Saved entries:

-------

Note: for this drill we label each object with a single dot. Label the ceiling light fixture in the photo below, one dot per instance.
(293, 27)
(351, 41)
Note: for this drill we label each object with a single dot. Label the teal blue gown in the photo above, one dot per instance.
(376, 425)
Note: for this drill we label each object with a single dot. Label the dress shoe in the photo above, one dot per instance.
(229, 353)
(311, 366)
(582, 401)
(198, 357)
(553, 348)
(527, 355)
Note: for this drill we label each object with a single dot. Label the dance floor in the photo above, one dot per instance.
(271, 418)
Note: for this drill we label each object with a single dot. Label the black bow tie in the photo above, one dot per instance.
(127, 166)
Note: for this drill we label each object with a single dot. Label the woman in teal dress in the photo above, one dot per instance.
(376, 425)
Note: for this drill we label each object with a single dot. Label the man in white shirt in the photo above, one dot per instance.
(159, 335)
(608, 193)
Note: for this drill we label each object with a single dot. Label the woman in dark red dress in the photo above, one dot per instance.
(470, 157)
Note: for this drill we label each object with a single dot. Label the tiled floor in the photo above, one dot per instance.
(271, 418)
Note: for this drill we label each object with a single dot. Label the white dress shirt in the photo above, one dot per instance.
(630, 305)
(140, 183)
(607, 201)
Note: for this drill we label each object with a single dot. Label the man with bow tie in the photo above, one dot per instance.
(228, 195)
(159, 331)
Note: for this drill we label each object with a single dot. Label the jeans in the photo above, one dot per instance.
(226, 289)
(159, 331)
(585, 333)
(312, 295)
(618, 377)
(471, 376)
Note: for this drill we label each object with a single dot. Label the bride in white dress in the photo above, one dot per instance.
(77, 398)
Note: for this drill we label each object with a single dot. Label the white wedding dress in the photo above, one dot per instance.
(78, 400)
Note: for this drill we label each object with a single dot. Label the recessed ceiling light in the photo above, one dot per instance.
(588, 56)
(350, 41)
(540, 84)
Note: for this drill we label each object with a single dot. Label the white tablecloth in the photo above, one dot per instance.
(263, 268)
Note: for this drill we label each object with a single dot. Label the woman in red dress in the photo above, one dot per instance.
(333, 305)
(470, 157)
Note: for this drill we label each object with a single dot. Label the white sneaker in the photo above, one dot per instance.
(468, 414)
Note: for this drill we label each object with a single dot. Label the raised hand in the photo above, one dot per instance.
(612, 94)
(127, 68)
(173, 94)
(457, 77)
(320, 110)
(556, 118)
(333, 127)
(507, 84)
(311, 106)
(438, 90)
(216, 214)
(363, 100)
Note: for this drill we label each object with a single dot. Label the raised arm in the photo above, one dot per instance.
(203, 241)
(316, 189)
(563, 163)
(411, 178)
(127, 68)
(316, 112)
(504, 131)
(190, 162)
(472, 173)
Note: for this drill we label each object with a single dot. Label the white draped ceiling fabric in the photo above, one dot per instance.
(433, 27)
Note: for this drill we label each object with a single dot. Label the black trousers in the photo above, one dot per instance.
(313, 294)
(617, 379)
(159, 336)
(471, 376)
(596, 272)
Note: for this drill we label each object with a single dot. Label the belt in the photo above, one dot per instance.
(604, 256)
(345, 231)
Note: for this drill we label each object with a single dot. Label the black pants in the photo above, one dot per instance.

-------

- **WORK ORDER**
Would you set the entries down again, exactly as they were written?

- **EXERCISE SOLUTION**
Note: for this drill we label each object with a single dot. Label the ceiling light fixture in the photo below, one dot per instance.
(293, 27)
(351, 41)
Note: for this drill we label each object with a single dot. Label the teal blue gown in the photo above, one dot per instance.
(376, 425)
Note: for this drill we label each object with a single dot. Label the dress shoe in the photo above, one dot per instance.
(229, 353)
(311, 366)
(582, 401)
(198, 357)
(553, 348)
(527, 355)
Note: for this drill we label each object with a single dot. Label the dance floor in the photo above, one dot per instance.
(271, 418)
Note: for this drill we label each object with a single dot. Label the black bow tie in the photo above, one dot per instance.
(127, 166)
Note: for this drill we label each object with a single dot. Label the woman in teal dress in the photo above, one dot per instance.
(376, 425)
Note: for this drill we label each object with a single dot. Label the man in white shirt in the photo above, one dot per instance.
(159, 335)
(608, 193)
Note: for this drill we label each object with a single dot. Label the woman in dark red dress in the photo above, one dot per instance.
(470, 157)
Note: for this drill we label each object with a single dot. Label the tiled floor in the photo above, one dot per instance.
(271, 418)
Note: for this drill we label each object with a single dot. Label the white dress shirt in the photo above, one dot per instance.
(630, 305)
(140, 183)
(607, 201)
Note: for this drill we label each object with a single dot. Label the man with bow tie in the photo above, one dot per instance.
(228, 195)
(159, 331)
Note: for this drill we label each object with a single dot. Label the jeans in the photo above, one dot per instance.
(226, 289)
(159, 331)
(585, 333)
(312, 295)
(618, 377)
(471, 376)
Note: for this drill we label each object with a single dot. Label the bride in white dress in the photo above, one dot per instance.
(77, 398)
Note: for this drill we label each object with a single dot. Label the white wedding dress in the photo above, one dot per instance.
(78, 400)
Note: for this drill we label each object with a single dot. Label the recessed ceiling light in the photo above, one dot per instance.
(588, 56)
(350, 41)
(540, 84)
Note: for this drill we label each object with a single dot. Label the white tablecloth in the photo above, one dot per instance.
(263, 268)
Note: for this drill we label each object with a single dot. Label the woman in red dress in the photo above, one dot per instance.
(333, 305)
(470, 157)
Note: for this drill we label each object with a single dot. Label the white sneaker in the photo above, one dot per instance.
(468, 414)
Note: for this drill we label each object with a single dot. Label the raised hand in the photo above, one dot per instance.
(612, 94)
(127, 68)
(173, 94)
(457, 77)
(320, 110)
(556, 118)
(333, 127)
(507, 84)
(311, 106)
(438, 90)
(216, 214)
(363, 100)
Note: for this drill we label each object with a single dot. Label the raised arm in the photo above, one dot per instance.
(203, 241)
(316, 189)
(563, 163)
(411, 178)
(127, 68)
(316, 112)
(504, 131)
(190, 162)
(472, 173)
Note: for this drill we label each object with a single dot. Label the white draped ceiling fabric in the photo above, one dot per instance.
(433, 27)
Note: for this drill we label each object with a single dot. Label the black trousers in the photo above, one dot per instance.
(313, 294)
(617, 379)
(159, 336)
(471, 376)
(596, 272)
Note: for this drill we label each object with a single dot. Label the belt in the photo above, one dot per instance.
(604, 256)
(345, 231)
Note: for this drill we label each object with a single dot. Label the black pants in the photo above, one dot per instance.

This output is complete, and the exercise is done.